### [TEKSTFRAGMENT]
• • •
2008

‘Opeens keek de wereld onze kant op’
interview in Delta met dr. Joris Dik.

Materiaalkundige en kunsthistoricus Joris Dik (3mE) liet met medeonderzoeker Koen Janssens (Universiteit Antwerpen) een deeltjesversneller los op Grasland (1887) van Vincent van Gogh. Kostbaar en ongebruikelijk, maar het vrouwengezicht dat tevoorschijn kwam, was deze zomer wereldnieuws. Met de conventionele röntgenstralingtechnieken hadden experts slechts een schim kunnen ontwaren; het team van Dik wist zelfs de kleuren bij benadering te achterhalen. Musea staan nu in de rij.

Zou Van Gogh dit wel hebben goedgekeurd?

"Ik vermoed dat Van Gogh deze aandacht prettig zou hebben gevonden. Vergeet niet: hij was een ambitieuze kunstenaar, hard op zoek naar erkenning.
• • •
[Aanwijsgegevens]
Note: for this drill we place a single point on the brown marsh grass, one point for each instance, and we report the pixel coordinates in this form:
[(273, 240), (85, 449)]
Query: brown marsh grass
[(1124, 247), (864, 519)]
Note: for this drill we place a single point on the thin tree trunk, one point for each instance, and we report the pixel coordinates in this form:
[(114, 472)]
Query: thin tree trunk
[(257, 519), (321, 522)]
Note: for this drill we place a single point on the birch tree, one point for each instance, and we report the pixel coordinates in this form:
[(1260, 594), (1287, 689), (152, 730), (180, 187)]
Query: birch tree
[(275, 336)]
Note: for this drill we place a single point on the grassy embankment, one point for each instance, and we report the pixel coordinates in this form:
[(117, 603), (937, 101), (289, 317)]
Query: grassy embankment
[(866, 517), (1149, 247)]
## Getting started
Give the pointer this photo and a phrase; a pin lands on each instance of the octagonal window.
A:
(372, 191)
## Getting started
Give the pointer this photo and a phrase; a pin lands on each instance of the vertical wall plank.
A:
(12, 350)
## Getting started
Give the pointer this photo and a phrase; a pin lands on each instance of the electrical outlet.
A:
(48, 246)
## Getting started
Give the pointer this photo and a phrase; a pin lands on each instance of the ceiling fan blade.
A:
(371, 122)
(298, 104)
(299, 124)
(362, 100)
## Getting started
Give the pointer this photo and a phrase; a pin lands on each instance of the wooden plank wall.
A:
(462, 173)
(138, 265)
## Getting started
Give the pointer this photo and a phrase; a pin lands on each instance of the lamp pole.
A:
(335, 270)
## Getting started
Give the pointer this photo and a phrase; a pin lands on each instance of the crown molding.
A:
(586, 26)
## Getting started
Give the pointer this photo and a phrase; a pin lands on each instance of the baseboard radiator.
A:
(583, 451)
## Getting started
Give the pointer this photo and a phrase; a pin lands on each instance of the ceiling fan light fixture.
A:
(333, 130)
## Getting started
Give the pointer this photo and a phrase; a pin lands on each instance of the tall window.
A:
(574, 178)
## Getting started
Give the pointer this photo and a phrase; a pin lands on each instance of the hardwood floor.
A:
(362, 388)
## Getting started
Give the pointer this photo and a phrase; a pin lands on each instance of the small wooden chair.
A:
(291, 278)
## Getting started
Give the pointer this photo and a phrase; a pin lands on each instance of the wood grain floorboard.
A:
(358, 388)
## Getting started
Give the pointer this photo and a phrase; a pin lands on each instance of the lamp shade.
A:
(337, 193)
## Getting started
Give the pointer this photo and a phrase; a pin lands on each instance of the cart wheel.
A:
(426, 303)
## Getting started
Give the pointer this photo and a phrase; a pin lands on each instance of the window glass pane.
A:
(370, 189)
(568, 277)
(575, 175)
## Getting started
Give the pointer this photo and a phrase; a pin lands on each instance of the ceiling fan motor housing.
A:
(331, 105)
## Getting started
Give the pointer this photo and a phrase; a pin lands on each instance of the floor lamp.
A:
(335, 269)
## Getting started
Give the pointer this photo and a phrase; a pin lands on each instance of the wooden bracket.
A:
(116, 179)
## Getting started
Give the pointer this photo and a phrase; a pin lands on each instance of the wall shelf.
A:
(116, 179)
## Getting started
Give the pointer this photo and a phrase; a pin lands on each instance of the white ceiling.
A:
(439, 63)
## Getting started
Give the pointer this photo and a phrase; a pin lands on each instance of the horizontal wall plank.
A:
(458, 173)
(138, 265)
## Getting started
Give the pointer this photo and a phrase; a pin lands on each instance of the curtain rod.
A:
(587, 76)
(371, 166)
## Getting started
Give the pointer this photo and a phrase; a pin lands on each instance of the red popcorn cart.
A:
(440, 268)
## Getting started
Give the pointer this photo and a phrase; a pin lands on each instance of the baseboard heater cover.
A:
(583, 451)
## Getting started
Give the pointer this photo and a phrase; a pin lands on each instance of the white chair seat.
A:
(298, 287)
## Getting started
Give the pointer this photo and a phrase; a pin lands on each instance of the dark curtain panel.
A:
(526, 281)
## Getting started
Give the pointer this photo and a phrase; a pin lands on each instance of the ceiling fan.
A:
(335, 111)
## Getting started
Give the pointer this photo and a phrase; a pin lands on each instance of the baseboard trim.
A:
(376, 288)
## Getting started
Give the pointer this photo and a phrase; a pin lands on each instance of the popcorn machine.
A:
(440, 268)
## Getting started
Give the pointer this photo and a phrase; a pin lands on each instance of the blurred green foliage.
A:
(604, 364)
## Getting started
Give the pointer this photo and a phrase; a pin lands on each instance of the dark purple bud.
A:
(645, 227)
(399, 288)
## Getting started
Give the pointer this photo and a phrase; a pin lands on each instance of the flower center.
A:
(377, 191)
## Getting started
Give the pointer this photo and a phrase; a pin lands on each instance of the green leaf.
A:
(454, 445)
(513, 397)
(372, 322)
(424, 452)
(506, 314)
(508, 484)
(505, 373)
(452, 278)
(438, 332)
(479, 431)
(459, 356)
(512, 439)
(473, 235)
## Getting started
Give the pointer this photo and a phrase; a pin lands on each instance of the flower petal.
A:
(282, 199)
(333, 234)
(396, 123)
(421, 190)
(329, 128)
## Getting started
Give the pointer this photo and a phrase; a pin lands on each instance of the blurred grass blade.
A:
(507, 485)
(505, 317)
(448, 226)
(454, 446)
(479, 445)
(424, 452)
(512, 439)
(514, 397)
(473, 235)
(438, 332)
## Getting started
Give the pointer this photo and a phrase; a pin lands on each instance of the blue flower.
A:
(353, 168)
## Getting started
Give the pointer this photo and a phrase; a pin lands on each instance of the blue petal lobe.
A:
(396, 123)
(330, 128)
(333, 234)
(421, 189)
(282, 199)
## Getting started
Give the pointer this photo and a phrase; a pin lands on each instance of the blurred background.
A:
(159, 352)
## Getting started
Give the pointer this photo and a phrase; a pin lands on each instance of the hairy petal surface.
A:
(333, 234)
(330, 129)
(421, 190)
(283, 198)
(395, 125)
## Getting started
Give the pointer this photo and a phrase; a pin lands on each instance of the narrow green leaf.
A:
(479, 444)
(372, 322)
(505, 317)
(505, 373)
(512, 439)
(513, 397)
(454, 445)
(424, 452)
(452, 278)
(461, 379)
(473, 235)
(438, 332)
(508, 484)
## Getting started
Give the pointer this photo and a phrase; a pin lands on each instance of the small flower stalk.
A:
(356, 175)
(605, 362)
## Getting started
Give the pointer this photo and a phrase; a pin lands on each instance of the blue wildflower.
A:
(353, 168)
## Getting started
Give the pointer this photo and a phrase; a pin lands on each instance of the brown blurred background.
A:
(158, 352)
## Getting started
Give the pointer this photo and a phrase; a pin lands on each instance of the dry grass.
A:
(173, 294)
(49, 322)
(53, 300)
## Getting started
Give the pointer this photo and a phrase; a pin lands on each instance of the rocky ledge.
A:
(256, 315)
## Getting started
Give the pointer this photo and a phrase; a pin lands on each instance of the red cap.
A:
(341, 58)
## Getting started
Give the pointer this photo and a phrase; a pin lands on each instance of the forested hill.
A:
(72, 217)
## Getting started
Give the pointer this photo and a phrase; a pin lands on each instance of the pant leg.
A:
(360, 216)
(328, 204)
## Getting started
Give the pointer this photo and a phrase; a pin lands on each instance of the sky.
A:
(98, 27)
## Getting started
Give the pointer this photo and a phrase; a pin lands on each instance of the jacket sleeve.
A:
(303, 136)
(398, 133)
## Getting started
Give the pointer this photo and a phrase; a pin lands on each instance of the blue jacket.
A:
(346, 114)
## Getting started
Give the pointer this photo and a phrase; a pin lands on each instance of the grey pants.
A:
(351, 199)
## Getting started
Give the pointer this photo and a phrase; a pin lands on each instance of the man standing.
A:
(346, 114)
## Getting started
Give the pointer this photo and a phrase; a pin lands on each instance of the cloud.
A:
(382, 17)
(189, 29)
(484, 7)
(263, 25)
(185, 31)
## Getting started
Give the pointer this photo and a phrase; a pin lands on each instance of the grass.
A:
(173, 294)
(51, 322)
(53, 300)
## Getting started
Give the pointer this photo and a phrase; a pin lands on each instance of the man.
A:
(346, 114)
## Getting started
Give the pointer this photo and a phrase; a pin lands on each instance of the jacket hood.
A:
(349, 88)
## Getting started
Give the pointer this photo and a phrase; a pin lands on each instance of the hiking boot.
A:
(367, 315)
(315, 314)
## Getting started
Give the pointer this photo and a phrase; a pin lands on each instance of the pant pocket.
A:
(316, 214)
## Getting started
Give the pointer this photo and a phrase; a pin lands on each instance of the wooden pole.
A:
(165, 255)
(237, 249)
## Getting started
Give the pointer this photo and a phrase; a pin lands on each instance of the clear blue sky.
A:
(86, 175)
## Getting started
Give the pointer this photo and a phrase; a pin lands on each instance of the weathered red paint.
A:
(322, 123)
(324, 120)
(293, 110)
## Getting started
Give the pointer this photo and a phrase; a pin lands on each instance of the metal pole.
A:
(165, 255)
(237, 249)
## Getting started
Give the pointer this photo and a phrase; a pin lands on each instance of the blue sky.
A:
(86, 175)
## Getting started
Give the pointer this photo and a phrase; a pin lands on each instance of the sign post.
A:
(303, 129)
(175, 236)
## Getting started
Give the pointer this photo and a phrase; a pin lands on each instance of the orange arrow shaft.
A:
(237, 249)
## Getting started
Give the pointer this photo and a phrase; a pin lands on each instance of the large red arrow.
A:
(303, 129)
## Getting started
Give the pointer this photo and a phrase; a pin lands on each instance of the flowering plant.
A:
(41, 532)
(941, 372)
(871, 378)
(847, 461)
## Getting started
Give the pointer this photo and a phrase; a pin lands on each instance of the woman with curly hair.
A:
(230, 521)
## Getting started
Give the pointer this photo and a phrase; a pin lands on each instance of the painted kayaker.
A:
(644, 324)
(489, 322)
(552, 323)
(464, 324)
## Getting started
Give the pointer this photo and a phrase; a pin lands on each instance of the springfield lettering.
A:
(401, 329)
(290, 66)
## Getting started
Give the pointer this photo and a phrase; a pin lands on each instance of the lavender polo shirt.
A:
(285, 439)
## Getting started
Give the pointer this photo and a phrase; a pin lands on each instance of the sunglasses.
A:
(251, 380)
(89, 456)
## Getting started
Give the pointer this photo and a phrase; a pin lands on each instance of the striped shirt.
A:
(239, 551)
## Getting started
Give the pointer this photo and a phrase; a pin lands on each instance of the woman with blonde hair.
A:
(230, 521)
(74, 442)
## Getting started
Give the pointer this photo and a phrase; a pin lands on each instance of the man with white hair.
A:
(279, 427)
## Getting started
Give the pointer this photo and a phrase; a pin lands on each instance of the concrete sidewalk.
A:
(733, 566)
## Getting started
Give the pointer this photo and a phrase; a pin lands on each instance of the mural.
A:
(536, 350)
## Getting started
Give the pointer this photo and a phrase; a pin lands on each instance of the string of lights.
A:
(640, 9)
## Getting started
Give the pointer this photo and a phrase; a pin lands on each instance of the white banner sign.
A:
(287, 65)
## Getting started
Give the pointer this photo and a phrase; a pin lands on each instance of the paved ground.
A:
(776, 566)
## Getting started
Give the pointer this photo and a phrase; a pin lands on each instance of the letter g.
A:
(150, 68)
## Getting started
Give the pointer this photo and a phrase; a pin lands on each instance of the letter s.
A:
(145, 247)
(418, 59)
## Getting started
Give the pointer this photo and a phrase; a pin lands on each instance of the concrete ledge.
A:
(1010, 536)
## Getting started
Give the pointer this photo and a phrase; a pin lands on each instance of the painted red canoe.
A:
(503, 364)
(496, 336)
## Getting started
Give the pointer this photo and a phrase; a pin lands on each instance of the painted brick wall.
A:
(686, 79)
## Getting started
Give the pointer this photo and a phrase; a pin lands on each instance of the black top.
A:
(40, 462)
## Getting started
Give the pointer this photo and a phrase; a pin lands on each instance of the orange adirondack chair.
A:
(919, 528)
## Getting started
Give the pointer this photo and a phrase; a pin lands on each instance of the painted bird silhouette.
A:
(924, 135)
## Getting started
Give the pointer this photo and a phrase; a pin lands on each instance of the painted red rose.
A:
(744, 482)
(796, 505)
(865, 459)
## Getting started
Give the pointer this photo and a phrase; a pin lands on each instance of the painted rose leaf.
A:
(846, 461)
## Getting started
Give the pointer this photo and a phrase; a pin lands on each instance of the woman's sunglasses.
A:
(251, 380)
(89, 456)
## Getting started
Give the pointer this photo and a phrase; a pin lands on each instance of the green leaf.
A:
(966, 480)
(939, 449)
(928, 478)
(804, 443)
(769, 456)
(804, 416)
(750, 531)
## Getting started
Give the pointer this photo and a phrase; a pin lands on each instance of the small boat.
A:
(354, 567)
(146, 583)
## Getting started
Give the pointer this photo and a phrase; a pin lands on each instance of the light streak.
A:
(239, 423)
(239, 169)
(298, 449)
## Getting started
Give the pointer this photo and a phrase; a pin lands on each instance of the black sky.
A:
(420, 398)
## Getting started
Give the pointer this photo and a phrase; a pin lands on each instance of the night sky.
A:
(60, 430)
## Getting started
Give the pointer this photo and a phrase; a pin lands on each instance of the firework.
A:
• • •
### [OPDRACHT]
Zet de alinea uit het tekstfragment die begint met "Materiaalkundige en kunsthistoricus" om in een beknopte opsomming met de belangrijkste feiten.

### [ANTWOORD]
- Materiaalkundige en kunsthistoricus Joris Dik (3mE) en Koen Janssens (Universiteit Antwerpen) onderzochten Grasland (1887) van Vincent van Gogh met een deeltjesversneller.
- Die aanpak was kostbaar en ongebruikelijk.
- Er kwam een vrouwengezicht tevoorschijn, dat deze zomer wereldnieuws was.
- Met conventionele röntgentechnieken zagen experts alleen een schim, terwijl het team van Dik zelfs de kleuren bij benadering achterhaalde.
- Musea staan nu in de rij.